TASK TO COMPLETE — Convert the entries below into a JSON list of strings, one string per line, skipping blank lines and leaving out the pictures.

%%

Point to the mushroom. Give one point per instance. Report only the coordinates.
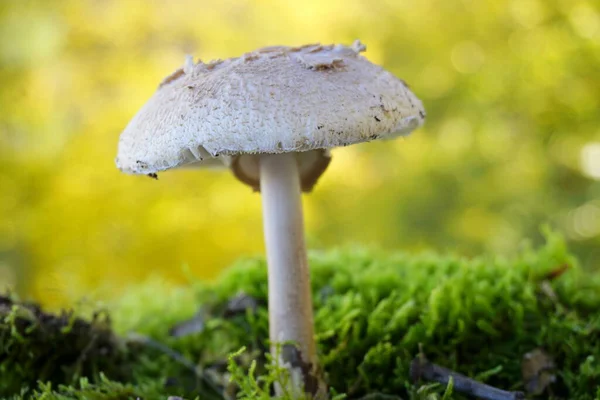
(271, 116)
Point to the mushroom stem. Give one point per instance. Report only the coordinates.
(290, 302)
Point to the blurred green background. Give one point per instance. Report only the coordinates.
(512, 140)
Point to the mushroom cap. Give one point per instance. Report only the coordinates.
(305, 100)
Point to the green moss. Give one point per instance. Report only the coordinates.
(374, 311)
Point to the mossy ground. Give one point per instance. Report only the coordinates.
(374, 312)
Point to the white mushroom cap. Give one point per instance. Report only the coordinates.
(274, 100)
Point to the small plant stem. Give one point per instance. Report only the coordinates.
(422, 369)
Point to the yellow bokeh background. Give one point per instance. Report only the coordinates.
(512, 140)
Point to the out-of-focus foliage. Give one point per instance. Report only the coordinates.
(512, 90)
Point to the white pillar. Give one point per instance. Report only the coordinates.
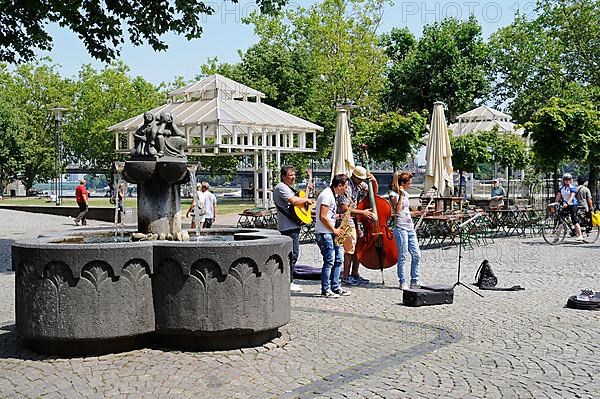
(265, 179)
(256, 169)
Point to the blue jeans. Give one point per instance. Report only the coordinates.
(294, 234)
(333, 259)
(406, 241)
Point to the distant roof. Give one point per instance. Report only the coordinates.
(503, 127)
(483, 113)
(213, 85)
(483, 118)
(193, 114)
(217, 118)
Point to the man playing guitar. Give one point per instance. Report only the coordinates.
(283, 195)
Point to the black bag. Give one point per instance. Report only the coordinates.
(428, 295)
(587, 300)
(485, 279)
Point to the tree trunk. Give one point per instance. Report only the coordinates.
(508, 187)
(593, 184)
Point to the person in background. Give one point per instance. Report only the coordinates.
(404, 229)
(497, 195)
(356, 191)
(120, 198)
(199, 210)
(81, 197)
(583, 195)
(283, 196)
(566, 196)
(326, 232)
(210, 206)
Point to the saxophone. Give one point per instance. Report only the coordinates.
(345, 226)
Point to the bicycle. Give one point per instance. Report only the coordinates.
(558, 223)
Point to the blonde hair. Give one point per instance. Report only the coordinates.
(397, 181)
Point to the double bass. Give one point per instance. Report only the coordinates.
(377, 248)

%%

ANSWER TO THIS EXERCISE —
[
  "Point to the mushroom. Give one point per instance. Report only the coordinates.",
  "(271, 116)",
  "Point to the mushroom stem. Give one point per instance. Report only the coordinates.",
  "(290, 302)",
  "Point to the blurred green background. Give one point per instance. Report only the coordinates.",
  "(512, 140)",
  "Point to the mushroom cap. Give one point per instance. Report only the coordinates.",
  "(305, 100)",
  "Point to the green moss. Give one point per instance. Report only the coordinates.",
  "(374, 311)",
  "Point to the mossy ground. Give one point per instance. Report only the coordinates.",
  "(374, 312)",
  "Point to the white mushroom cap. Give one point per instance. Report only the coordinates.",
  "(274, 100)",
  "Point to the small plant stem. Give one point per instance. Report only the coordinates.",
  "(422, 369)",
  "Point to the yellow bokeh background. Give one point per instance. Report only the coordinates.",
  "(512, 140)",
  "Point to the out-of-focus foliage. Give one point per instance. Report only the coordinates.",
  "(512, 90)",
  "Point to the white pillar. Give one point per instance. Report only the coordinates.",
  "(265, 179)",
  "(256, 169)",
  "Point to the blue jeans. Give one point per instance. Report only the coordinates.",
  "(294, 234)",
  "(333, 259)",
  "(406, 241)",
  "Point to the distant roof. Give one point per instance. Report only the coordinates.",
  "(503, 127)",
  "(483, 113)",
  "(213, 85)",
  "(483, 118)",
  "(193, 114)",
  "(217, 118)",
  "Point to the man playing guitar. Give one point per instance. Report only the coordinates.",
  "(283, 195)",
  "Point to the black bag. Give one point per instance. Report only the coordinates.",
  "(428, 295)",
  "(587, 300)",
  "(485, 279)",
  "Point to the tree trunk. Give one point per instance. Report only the coordinates.",
  "(508, 187)",
  "(593, 184)",
  "Point to the person in background. Give one point per instance. Report only the coordinates.",
  "(404, 229)",
  "(497, 195)",
  "(356, 191)",
  "(120, 198)",
  "(199, 210)",
  "(81, 197)",
  "(583, 195)",
  "(283, 196)",
  "(566, 196)",
  "(326, 232)",
  "(210, 206)",
  "Point to the saxophone. Give one point per instance. Report only the coordinates.",
  "(345, 226)",
  "Point to the bicycle. Give one point per instance. Report only the coordinates.",
  "(558, 223)",
  "Point to the blonde hair. Give one point per instance. Report only the coordinates.",
  "(397, 181)",
  "Point to the double bass. Give one point per instance. Report only the coordinates.",
  "(377, 248)"
]